Dieser Beitrag erschien zuerst im Wochenblatt für Landwirtschaft und Landleben.
Behutsam legt René Krüger (44) ein neugeborenes Lamm ans Euter des Muttertieres. Es ist früher Nachmittag. Der Schäfer ist in diesen Wochen nachmittags um zwei genauso bei seinen Schafen wie nachts um zwei und morgens um neun Uhr. Noch bis März herrscht Hochbetrieb in der Schäferei in Wersabe bei Bremen am Weserdeich. Erst die Hälfte der rund 850 Tiere, überwiegend Deutsches Schwarzköpfiges Fleischschaf, aber auch Texel und Suffolks, hat gelammt.
Über 30 Schafe gerissen
„Die Lammzeit macht Spaß“, kommentiert Krüger seinen Dauereinsatz grinsend. Dann wird er ernst. Er denkt ans Frühjahr, wenn die Schafe wieder am Deich sind. Und an den Wolf. Vor gut einem Jahr attackierten nachweislich Wölfe zweimal in nur zwei Wochen die Herde und rissen insgesamt 36 Tiere. „Es war grausam, überall tote und verletzte Schafe, die ich teils mit der Flasche aufgezogen hatte“, berichtet der Schäfer.
Da nützte wohl der „Megazaun am Weserdeich“ wenig. Gemeint ist das Pilotprojekt des Landes Niedersachsen. Mit 375.000 € förderte es 2021 den Aufbau mobiler und fester Zäune im Bereich des Deichverbands Osterstader Marsch. Am Innendeich wurden auf einer Länge von mehr als 18 km feste Zäune aufgestellt. Am Außendeich arbeitet Krüger in seinem Abschnitt auf 15 km mit Stecksystemen. Die Zäune sind 1,20 bis 1,60 m hoch. Weil die Wölfe es jedoch gleich zweimal schafften, die Zäune zu überwinden bzw. zu untergraben, sagt Krüger, verlasse er sich nicht mehr nur auf die Zäune, um die Schafe vor dem Wolf zu schützen.
----------------------------------------
• ZU BEARBEITENDE AUFGABEN:
1/ Kopiere aus dem Text über die Schäferei am Weserdeich den Abschnitt zwischen „Behutsam legt René“ und „Suffolks, hat gelammt.“, beide eingeschlossen, ohne jede Änderung.
2/ Übersetze bitte den Satz „Am Innendeich wurden auf einer Länge von mehr als 18 km feste Zäune aufgestellt.“ aus dem Text über die Schäferei am Weserdeich ins Englische.
----------------------------------------
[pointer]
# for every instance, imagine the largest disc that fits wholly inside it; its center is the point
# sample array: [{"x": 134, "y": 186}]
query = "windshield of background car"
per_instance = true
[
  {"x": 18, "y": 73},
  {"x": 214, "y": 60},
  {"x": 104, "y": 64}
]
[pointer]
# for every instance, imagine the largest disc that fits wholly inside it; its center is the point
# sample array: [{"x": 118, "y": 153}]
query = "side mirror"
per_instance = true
----------------------------------------
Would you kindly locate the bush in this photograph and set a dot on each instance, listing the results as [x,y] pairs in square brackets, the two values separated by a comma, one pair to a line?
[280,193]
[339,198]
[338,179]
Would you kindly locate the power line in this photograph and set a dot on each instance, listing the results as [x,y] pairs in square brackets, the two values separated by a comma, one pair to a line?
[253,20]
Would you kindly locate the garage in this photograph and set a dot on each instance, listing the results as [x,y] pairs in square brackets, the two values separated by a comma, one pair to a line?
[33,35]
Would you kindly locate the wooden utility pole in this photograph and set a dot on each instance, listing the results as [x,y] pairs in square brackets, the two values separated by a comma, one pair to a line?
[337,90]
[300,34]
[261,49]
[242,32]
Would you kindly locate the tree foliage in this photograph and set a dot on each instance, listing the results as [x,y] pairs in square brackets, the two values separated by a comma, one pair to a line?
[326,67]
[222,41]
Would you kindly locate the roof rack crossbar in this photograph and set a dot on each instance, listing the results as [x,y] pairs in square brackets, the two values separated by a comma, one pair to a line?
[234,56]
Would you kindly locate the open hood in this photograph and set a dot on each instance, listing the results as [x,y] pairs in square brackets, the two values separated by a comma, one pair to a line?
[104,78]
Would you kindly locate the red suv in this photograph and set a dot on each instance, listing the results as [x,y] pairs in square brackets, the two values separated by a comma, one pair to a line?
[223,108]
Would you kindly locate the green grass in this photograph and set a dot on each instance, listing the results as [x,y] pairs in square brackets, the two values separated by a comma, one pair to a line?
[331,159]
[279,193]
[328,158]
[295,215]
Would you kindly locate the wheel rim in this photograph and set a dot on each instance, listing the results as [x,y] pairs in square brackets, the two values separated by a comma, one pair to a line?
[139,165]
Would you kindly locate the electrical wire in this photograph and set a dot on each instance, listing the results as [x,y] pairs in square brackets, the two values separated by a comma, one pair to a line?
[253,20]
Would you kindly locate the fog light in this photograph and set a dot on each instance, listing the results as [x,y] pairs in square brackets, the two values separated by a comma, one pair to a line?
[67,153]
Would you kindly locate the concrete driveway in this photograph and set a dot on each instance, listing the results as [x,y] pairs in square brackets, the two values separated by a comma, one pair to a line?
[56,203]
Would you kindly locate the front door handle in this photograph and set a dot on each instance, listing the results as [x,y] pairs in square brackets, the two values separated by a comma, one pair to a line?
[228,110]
----------------------------------------
• LÖSUNGEN DER AUFGABEN:
1/
Behutsam legt René Krüger (44) ein neugeborenes Lamm ans Euter des Muttertieres. Es ist früher Nachmittag. Der Schäfer ist in diesen Wochen nachmittags um zwei genauso bei seinen Schafen wie nachts um zwei und morgens um neun Uhr. Noch bis März herrscht Hochbetrieb in der Schäferei in Wersabe bei Bremen am Weserdeich. Erst die Hälfte der rund 850 Tiere, überwiegend Deutsches Schwarzköpfiges Fleischschaf, aber auch Texel und Suffolks, hat gelammt.

2/ On the inner dike, fixed fences were put up over a length of more than 18 km.